-- Begin Article --

This page provides an overview of many of the funding sources that cities and counties in Washington State can use to provide or incentivize the development of affordable housing.

It is part of MRSC's series on Affordable Housing.


Cities and counties of every size are grappling with a lack of affordable housing for low-wage workers and their families. Part of the reason for this is that the financial returns from low-income housing developments are not high enough to attract traditional banking institutions and developers. Housing developments are usually financed based on high market rents or sale prices that will guarantee the repayment of construction loans to banks and result in enough profit for developers to take on the many risks of development. As a result, most housing is constructed for residents at or above median income levels.

However, local governments can use certain public funding sources to encourage the construction of affordable housing for low-income populations. These funding sources include local taxes, tax incentive programs for developers, and state or federal grant programs. Some of the grant programs are “block grants” that are awarded based upon certain formulas, while other grants are awarded on a competitive basis.

For a listing of all available state grant programs for affordable housing, see the Office of the State Treasurer’s Washington Fund Directory: Housing, Infrastructure & Economic Development. Brief summaries of most of these grant programs are provided below.

-- End Article --

> [Aim] According to the article on affordable housing funding, what public funding sources can local governments use to encourage affordable housing construction? The items are separate material and are not part of the article on affordable housing funding.

-- Begin Data lines --

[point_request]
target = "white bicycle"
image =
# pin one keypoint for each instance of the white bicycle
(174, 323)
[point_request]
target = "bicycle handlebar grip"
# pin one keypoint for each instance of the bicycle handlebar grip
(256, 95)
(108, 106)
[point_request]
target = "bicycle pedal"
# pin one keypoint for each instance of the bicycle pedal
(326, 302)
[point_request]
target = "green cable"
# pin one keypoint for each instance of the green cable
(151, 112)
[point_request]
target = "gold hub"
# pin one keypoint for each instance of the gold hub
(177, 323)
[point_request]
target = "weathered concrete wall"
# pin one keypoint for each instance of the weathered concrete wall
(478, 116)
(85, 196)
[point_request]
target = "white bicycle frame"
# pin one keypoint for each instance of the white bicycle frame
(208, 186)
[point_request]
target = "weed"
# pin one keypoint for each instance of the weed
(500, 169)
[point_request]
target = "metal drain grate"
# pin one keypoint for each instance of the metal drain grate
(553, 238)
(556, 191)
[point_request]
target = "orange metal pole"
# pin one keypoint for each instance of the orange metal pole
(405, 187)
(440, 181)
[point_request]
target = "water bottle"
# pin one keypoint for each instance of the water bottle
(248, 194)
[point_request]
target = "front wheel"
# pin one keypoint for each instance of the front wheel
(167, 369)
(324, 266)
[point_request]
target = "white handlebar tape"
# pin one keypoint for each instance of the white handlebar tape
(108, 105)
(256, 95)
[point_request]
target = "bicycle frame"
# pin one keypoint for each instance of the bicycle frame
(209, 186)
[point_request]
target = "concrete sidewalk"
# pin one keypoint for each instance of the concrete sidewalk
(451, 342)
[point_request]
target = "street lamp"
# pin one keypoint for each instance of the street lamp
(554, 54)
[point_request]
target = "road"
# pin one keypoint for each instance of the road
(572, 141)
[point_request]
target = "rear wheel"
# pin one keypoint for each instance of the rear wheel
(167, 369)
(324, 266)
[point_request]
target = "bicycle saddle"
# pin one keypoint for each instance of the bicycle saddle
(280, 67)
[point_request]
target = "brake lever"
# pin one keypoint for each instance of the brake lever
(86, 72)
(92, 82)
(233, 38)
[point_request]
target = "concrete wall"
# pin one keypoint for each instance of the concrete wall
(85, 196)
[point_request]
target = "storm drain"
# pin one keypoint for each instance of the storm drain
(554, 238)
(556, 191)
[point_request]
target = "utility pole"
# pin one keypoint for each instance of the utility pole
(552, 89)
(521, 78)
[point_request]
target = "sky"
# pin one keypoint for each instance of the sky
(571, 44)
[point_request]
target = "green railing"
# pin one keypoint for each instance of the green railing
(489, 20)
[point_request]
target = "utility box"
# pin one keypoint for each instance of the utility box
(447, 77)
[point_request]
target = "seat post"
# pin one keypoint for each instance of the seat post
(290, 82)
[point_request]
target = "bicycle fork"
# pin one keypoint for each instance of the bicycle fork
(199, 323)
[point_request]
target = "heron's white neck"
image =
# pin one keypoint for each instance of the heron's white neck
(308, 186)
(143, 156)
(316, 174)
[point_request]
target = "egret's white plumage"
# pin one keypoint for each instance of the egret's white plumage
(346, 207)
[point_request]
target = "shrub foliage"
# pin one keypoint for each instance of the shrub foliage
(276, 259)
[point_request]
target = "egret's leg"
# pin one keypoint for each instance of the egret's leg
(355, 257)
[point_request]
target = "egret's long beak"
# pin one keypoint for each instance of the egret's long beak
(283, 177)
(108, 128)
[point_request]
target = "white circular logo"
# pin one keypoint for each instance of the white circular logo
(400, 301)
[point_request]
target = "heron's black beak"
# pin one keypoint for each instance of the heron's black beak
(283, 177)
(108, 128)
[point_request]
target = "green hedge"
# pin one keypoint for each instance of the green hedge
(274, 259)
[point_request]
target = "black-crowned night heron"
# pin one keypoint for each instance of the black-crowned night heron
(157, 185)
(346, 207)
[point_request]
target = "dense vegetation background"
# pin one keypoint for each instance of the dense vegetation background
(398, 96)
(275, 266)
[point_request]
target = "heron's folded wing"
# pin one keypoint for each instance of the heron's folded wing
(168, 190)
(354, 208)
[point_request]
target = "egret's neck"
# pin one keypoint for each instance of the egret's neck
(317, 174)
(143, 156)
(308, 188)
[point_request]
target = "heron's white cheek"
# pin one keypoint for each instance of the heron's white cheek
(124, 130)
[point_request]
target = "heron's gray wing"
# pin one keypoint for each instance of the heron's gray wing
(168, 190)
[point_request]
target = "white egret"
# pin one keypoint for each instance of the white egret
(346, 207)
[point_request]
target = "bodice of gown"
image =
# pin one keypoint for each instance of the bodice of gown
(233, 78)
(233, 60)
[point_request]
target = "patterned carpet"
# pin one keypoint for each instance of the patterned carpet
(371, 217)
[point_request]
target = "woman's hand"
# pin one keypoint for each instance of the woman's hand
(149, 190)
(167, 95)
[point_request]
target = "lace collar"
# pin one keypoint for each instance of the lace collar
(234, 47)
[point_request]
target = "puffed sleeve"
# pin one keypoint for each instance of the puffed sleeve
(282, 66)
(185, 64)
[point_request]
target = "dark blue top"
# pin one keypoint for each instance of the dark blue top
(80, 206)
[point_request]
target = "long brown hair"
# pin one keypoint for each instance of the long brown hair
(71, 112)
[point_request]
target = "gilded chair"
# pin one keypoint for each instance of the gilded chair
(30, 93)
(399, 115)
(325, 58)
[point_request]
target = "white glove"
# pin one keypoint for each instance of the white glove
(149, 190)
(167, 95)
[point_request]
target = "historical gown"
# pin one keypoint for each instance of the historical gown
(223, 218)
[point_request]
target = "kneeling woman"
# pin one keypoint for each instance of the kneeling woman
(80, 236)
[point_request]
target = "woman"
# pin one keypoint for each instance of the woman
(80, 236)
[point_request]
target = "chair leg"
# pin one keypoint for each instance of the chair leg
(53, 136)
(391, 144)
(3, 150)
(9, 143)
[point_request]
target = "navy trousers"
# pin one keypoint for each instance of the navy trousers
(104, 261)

-- End Data lines --

> [Finished exercise] Local taxes, tax incentive programs for developers, and state or federal grant programs.